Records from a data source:
^^^^

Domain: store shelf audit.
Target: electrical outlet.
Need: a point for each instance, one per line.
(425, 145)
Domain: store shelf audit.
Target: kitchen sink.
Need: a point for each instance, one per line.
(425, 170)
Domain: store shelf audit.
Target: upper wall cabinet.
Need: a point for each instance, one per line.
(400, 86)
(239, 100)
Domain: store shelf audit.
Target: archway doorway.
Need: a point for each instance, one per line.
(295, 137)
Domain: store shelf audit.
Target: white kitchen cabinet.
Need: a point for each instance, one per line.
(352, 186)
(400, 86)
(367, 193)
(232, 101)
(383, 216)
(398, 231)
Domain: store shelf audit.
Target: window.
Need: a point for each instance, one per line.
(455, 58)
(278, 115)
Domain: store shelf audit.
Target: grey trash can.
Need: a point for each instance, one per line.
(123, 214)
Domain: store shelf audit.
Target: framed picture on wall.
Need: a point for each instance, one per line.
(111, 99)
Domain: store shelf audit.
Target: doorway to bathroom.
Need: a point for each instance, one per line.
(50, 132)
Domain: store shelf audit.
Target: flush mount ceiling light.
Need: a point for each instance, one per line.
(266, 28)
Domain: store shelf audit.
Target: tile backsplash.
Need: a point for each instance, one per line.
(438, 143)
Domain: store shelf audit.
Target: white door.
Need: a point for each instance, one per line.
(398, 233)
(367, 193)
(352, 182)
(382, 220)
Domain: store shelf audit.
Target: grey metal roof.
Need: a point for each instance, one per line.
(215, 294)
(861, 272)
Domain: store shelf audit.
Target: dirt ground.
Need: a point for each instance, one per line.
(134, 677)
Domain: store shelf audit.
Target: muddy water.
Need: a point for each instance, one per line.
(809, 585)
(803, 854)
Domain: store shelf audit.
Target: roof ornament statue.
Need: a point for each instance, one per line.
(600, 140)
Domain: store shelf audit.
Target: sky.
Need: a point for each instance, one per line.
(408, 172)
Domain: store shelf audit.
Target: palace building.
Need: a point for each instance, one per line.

^^^^

▶ HOW TO COMPLETE THIS TASK
Using the data above, work out how many lines include the word "roof" and give only that number.

▶ RESULT FOR THIS TASK
2